## Input rows
◇ ◇ ◇
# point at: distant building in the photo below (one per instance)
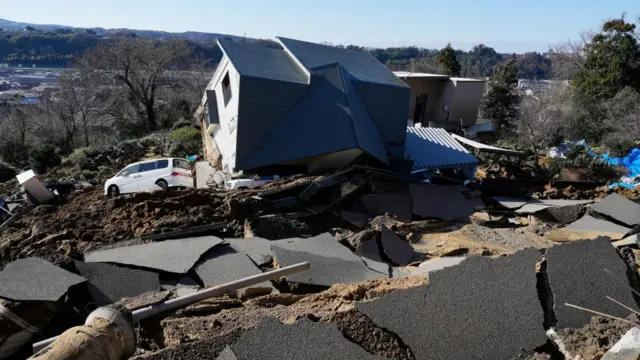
(531, 87)
(5, 85)
(443, 101)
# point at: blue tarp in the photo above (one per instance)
(631, 162)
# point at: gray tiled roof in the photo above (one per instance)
(263, 62)
(360, 64)
(435, 147)
(320, 123)
(351, 102)
(262, 105)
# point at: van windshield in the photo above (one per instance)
(182, 164)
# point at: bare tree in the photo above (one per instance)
(138, 64)
(77, 97)
(567, 58)
(622, 122)
(541, 118)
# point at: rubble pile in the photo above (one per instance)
(396, 267)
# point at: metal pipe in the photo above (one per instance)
(187, 300)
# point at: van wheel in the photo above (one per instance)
(163, 185)
(113, 191)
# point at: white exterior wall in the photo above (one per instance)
(225, 136)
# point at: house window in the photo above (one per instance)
(226, 88)
(232, 125)
(207, 120)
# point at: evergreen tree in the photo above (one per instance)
(501, 102)
(612, 61)
(448, 61)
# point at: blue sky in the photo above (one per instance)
(506, 25)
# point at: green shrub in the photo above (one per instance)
(79, 158)
(44, 156)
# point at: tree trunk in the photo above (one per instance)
(86, 132)
(151, 116)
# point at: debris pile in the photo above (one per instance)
(400, 269)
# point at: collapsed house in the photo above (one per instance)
(303, 108)
(443, 101)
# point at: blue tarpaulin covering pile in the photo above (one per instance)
(630, 162)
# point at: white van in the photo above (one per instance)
(165, 173)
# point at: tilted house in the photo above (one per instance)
(306, 106)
◇ ◇ ◇
## What is asked
Write everything from the line containing "# point at: house" down to the last line of the entries above as a Markdown table with the columns Row and Line. Number each row and leave out blank lines.

## Completed task
| Row | Line |
|---|---|
| 1 | # point at: house window in the photo above (one per instance) |
| 2 | (226, 88) |
| 3 | (232, 125) |
| 4 | (207, 120) |
| 5 | # point at: evergreen tree in the photo above (one per instance) |
| 6 | (501, 102) |
| 7 | (612, 61) |
| 8 | (448, 61) |
| 9 | # point at: blue sky in the photo above (one per instance) |
| 10 | (506, 25) |
| 11 | # point at: green shrub in the photo above (one per instance) |
| 12 | (79, 158) |
| 13 | (44, 156) |
| 14 | # point at: tree trunk in the photo above (one per instance) |
| 15 | (86, 132) |
| 16 | (151, 116) |
| 17 | # point at: debris pile in the photo above (one per instance) |
| 18 | (400, 269) |
| 19 | # point at: collapsed house in the photo above (one per instance) |
| 20 | (303, 108) |
| 21 | (443, 101) |
| 22 | # point at: blue tarpaulin covering pile in the photo above (one per instance) |
| 23 | (630, 162) |
| 24 | # point at: white van in the photo above (one per instance) |
| 25 | (165, 173) |
| 26 | # point at: tilted house in the photo above (one per instance) |
| 27 | (306, 106) |